* [Task requirements]
Each line that contains the word "umbrella" counts once; give the total for the records below and nothing else.

[Point-per-instance localization data]

____________________

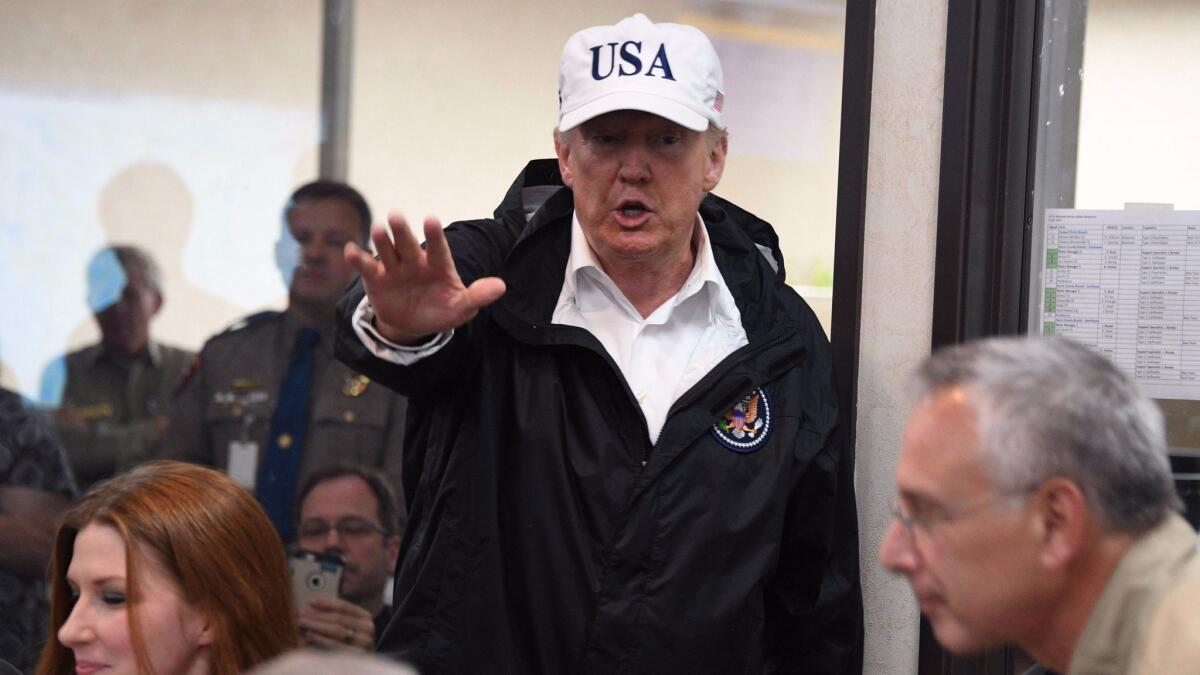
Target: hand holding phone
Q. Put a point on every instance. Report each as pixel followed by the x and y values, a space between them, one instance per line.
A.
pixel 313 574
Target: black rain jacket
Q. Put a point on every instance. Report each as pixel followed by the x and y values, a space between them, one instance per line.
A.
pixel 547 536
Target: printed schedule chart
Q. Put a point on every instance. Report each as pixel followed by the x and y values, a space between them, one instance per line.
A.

____________________

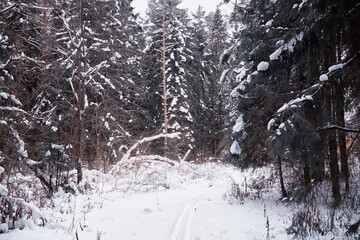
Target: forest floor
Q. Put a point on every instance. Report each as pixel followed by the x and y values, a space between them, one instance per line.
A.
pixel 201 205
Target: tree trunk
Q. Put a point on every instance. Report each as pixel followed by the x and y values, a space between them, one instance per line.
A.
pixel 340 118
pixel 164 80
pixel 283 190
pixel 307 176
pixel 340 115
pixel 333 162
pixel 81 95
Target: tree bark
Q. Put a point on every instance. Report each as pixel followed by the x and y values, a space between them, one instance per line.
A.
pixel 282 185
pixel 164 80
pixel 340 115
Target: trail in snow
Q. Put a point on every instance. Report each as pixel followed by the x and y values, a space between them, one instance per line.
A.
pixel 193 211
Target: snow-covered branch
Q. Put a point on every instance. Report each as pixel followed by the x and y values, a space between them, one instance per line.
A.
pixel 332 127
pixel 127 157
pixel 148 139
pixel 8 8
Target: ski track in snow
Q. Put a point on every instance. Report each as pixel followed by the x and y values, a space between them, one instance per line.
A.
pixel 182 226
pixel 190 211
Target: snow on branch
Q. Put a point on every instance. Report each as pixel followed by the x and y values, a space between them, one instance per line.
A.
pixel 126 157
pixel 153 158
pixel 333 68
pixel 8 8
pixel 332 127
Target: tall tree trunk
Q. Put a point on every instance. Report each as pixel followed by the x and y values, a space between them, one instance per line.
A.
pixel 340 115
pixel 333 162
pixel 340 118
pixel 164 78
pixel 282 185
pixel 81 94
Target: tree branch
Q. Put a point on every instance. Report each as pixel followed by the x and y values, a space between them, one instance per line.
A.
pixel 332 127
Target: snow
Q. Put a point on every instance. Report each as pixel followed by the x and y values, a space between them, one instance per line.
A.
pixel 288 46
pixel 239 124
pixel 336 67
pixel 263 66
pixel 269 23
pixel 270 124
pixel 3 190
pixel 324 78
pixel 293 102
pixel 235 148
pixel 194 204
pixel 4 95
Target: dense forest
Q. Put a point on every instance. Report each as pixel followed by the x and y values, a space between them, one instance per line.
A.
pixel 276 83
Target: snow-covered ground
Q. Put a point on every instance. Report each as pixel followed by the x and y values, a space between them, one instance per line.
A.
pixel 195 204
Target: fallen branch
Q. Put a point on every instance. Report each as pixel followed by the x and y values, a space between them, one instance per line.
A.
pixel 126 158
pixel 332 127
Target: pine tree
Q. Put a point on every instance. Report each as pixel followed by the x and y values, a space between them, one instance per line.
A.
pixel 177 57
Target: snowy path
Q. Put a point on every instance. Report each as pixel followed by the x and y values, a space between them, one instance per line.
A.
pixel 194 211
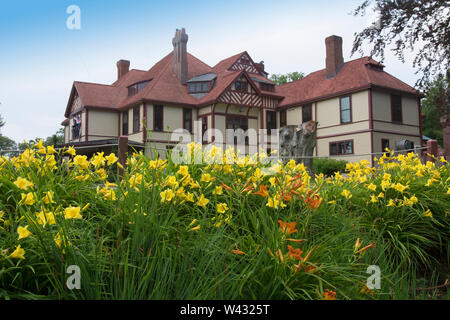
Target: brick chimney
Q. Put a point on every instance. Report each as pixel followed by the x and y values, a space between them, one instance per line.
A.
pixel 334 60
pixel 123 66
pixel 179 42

____________________

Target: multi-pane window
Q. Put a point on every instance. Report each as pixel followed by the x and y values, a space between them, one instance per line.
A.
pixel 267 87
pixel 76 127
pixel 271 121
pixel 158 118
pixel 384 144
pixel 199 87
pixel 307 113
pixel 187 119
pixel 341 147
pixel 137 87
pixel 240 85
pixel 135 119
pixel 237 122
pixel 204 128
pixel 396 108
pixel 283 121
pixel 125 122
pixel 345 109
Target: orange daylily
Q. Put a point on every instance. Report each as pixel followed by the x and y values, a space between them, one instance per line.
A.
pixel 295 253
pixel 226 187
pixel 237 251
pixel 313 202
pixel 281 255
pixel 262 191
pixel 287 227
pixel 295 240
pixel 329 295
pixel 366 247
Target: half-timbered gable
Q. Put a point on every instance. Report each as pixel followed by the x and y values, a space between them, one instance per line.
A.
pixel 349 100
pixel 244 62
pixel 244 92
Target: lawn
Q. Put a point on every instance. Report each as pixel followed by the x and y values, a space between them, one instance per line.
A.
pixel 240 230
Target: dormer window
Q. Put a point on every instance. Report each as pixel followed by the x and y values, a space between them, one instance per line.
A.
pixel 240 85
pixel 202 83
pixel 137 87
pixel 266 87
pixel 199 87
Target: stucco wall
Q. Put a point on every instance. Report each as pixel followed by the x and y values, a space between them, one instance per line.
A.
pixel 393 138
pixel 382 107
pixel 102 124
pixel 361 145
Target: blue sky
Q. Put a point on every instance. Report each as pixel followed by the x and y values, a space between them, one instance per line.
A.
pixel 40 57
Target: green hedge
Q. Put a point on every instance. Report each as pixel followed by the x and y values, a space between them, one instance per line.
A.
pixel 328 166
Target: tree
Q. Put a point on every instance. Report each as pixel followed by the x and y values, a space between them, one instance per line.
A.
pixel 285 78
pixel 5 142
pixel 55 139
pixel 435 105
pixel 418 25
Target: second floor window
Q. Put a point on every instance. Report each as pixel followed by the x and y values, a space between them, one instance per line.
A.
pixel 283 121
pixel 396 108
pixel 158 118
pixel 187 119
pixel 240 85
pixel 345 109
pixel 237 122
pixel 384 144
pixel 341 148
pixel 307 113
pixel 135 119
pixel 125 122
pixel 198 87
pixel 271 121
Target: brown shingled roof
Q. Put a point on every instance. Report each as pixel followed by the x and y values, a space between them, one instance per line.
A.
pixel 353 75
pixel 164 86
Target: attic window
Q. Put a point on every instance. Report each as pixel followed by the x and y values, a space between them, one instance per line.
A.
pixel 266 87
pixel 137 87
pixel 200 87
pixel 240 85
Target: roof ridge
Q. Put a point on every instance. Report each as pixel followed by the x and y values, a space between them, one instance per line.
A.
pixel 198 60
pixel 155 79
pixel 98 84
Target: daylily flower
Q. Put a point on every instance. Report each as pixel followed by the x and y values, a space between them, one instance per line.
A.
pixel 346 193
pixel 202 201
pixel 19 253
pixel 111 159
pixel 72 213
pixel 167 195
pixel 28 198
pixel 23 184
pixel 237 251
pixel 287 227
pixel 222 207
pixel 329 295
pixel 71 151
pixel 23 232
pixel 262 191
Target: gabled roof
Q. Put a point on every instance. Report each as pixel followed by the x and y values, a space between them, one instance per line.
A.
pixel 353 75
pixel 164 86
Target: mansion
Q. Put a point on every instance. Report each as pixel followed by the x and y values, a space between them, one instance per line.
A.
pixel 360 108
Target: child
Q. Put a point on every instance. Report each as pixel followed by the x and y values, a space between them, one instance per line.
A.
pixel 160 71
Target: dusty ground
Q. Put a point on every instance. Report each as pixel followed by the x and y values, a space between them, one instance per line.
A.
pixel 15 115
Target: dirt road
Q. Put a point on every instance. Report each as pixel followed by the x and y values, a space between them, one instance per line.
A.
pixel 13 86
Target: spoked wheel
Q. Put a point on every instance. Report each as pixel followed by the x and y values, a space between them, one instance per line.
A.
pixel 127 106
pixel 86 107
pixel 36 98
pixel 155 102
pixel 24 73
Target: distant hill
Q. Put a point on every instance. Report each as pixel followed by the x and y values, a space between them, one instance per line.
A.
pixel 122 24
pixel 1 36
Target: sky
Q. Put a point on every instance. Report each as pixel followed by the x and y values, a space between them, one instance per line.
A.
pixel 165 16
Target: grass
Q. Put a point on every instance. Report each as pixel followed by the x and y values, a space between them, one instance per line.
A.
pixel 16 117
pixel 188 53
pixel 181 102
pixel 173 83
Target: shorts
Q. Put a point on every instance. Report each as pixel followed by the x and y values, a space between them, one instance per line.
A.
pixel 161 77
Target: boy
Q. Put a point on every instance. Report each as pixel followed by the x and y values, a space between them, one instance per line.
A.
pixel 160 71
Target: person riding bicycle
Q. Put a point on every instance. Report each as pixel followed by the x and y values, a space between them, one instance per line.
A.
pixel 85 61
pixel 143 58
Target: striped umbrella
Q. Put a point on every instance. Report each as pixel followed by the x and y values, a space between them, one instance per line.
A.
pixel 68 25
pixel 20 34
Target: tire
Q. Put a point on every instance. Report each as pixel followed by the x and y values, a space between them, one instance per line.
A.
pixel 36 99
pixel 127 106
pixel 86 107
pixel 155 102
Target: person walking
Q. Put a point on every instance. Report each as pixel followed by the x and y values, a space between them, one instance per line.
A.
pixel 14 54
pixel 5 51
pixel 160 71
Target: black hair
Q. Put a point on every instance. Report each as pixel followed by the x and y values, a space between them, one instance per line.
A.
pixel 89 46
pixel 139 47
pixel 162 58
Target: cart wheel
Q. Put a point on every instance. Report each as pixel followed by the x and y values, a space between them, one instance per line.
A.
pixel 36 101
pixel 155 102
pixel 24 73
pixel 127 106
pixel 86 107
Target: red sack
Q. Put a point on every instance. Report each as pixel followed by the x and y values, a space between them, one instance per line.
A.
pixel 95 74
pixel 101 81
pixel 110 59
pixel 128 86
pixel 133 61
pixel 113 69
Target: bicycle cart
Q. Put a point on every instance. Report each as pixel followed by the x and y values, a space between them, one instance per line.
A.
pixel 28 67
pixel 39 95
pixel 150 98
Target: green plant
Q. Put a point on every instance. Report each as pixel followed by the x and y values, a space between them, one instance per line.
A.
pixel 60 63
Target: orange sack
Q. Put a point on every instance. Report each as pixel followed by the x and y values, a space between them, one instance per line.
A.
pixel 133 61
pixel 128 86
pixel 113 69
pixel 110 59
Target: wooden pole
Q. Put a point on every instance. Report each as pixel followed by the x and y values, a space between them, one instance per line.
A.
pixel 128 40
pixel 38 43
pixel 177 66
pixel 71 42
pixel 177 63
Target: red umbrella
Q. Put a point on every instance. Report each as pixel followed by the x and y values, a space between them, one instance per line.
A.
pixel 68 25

____________________

* [Completed exercise]
2